(Instructions to follow) Leave out the pictures. Return every record otherwise untouched.

(Collected data)

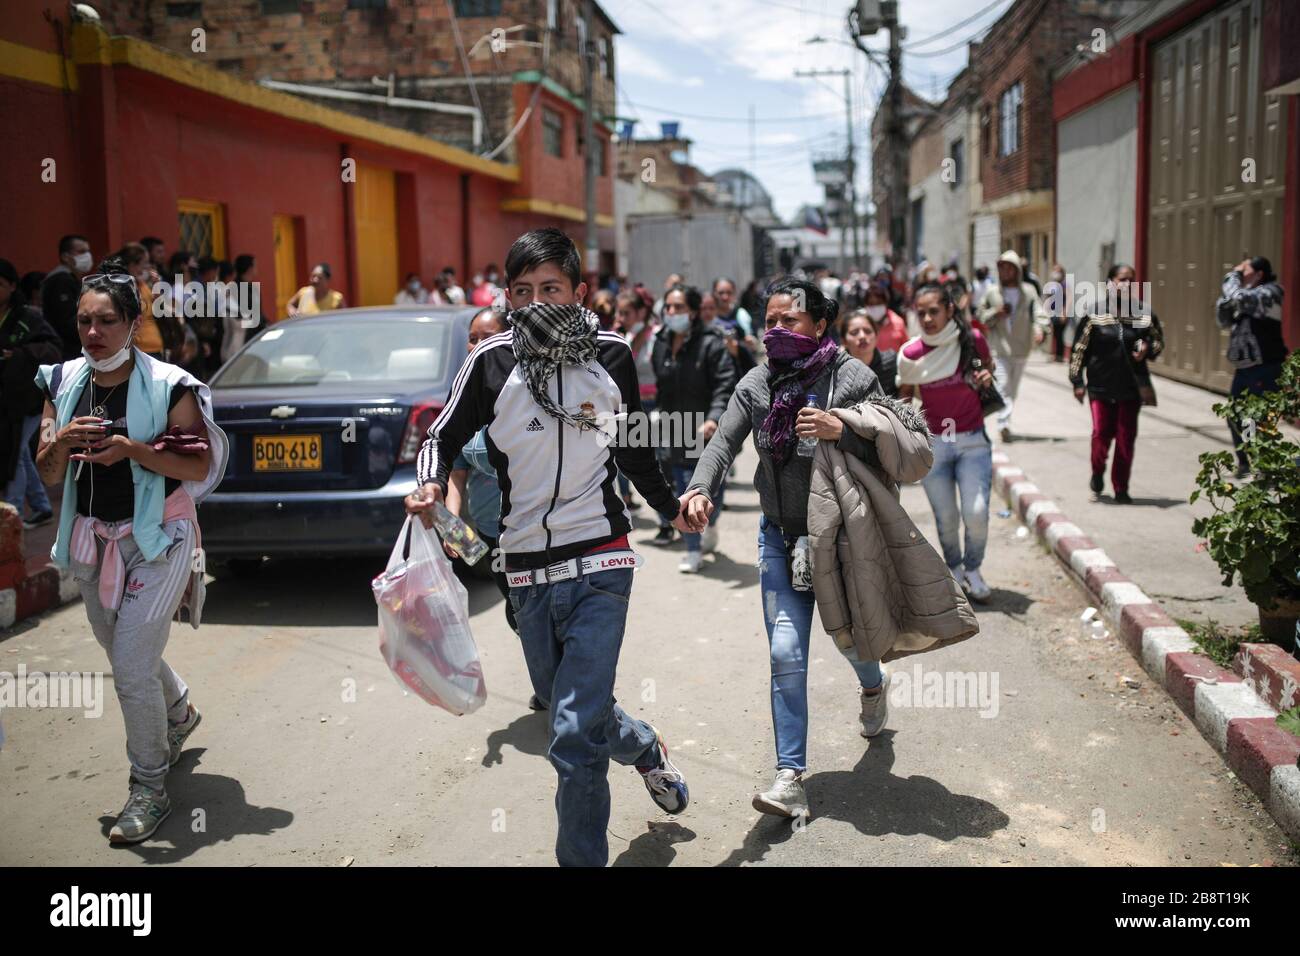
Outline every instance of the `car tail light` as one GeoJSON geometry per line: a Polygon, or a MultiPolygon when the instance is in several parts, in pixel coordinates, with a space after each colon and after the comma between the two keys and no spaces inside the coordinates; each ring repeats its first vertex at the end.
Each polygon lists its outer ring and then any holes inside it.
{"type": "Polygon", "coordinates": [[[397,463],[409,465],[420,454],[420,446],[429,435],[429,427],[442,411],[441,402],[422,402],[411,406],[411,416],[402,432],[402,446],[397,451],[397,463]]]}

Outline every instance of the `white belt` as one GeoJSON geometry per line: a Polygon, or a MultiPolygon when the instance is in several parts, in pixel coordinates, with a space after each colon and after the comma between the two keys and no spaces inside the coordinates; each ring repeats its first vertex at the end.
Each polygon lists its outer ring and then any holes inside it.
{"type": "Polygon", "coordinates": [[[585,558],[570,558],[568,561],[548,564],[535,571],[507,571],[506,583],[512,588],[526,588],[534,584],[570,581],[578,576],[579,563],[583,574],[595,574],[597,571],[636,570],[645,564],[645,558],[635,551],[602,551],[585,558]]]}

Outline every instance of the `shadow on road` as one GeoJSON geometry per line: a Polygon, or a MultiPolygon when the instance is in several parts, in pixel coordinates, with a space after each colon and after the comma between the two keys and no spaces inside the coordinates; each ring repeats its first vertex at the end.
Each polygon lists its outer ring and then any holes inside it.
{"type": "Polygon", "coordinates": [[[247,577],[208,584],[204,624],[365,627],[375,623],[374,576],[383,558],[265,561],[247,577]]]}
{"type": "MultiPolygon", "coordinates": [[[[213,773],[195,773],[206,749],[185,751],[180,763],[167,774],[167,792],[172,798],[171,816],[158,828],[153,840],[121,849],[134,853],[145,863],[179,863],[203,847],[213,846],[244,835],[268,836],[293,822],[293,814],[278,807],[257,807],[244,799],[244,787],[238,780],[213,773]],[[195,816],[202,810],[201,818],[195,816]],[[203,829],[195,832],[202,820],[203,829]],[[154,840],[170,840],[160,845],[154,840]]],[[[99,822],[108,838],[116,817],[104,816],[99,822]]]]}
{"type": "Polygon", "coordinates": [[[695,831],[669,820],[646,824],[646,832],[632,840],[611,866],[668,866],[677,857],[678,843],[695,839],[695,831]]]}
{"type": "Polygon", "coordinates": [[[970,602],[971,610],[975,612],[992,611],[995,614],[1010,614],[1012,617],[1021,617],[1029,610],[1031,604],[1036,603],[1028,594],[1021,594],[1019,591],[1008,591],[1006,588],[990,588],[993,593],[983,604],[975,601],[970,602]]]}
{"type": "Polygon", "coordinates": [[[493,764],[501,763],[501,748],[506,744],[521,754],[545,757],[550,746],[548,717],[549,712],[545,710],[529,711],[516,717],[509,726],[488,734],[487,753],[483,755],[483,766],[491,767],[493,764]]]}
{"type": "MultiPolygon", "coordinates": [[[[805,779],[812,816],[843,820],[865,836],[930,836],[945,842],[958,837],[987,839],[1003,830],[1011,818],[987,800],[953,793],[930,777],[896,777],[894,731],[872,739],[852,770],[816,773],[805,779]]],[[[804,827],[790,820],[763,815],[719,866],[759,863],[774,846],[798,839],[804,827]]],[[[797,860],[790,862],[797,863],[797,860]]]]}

(Result)
Outline every instance of the `car tail light` as one GeoJSON geometry per line: a Polygon, or a MultiPolygon when the instance is in several parts, in pixel coordinates, with a space after each colon and after the comma between the two keys and no spaces inside the coordinates; each ring repeats its first vertex at the end.
Each polygon lists its outer ring and then any holes inside it.
{"type": "Polygon", "coordinates": [[[397,463],[409,465],[420,454],[420,446],[429,435],[429,427],[442,411],[441,402],[422,402],[411,406],[411,416],[402,432],[402,446],[397,451],[397,463]]]}

Outline every instance of the `white belt` as one GeoJSON geometry per line: a Polygon, or a MultiPolygon when the instance is in several parts, in pixel coordinates, with a space after each colon and after the comma between the two keys and no spaces inside the coordinates; each ring repeats its first vertex at the end.
Each polygon lists its outer ring and then any holes inside it.
{"type": "Polygon", "coordinates": [[[585,558],[570,558],[568,561],[548,564],[535,571],[507,571],[506,583],[512,588],[526,588],[534,584],[570,581],[578,576],[579,563],[583,574],[595,574],[597,571],[636,570],[645,564],[645,558],[635,551],[602,551],[585,558]]]}

Outline every instance of the `shadow on road` as one GeoJSON geometry per line: a Polygon, or a MultiPolygon when the instance is in several parts, in pixel coordinates, with a space after each colon and after the comma between the two keys and no spaces inside the coordinates; each ring repeats its first vertex at the end.
Each polygon lists its outer ring and then any holes inside it.
{"type": "Polygon", "coordinates": [[[247,577],[208,584],[204,624],[365,627],[375,623],[374,576],[383,558],[265,561],[247,577]]]}
{"type": "MultiPolygon", "coordinates": [[[[213,773],[195,773],[206,749],[185,751],[180,763],[167,774],[167,792],[172,798],[171,816],[158,828],[153,840],[121,849],[134,853],[145,863],[179,863],[203,847],[213,846],[244,835],[268,836],[293,822],[293,814],[278,807],[257,807],[244,799],[244,787],[238,780],[213,773]],[[195,816],[202,810],[201,818],[195,816]],[[203,829],[195,832],[202,820],[203,829]],[[154,840],[170,840],[160,845],[154,840]]],[[[99,822],[108,838],[116,817],[104,816],[99,822]]]]}
{"type": "Polygon", "coordinates": [[[695,831],[669,820],[646,824],[646,832],[632,840],[611,866],[668,866],[677,857],[678,843],[695,839],[695,831]]]}
{"type": "Polygon", "coordinates": [[[970,602],[971,610],[975,612],[992,611],[995,614],[1010,614],[1012,617],[1021,617],[1029,610],[1031,604],[1036,603],[1028,594],[1021,594],[1019,591],[1008,591],[1006,588],[990,588],[993,593],[983,604],[975,601],[970,602]]]}
{"type": "Polygon", "coordinates": [[[493,764],[501,763],[501,748],[506,744],[521,754],[545,757],[550,746],[548,717],[549,712],[545,710],[529,711],[516,717],[509,726],[488,734],[487,753],[483,755],[483,766],[491,767],[493,764]]]}
{"type": "MultiPolygon", "coordinates": [[[[805,779],[812,816],[843,820],[865,836],[930,836],[945,842],[958,837],[987,839],[1003,830],[1011,818],[987,800],[953,793],[930,777],[896,777],[894,731],[872,739],[852,770],[816,773],[805,779]]],[[[804,827],[790,820],[763,815],[719,866],[759,863],[774,846],[798,839],[804,827]]],[[[797,860],[790,862],[797,863],[797,860]]]]}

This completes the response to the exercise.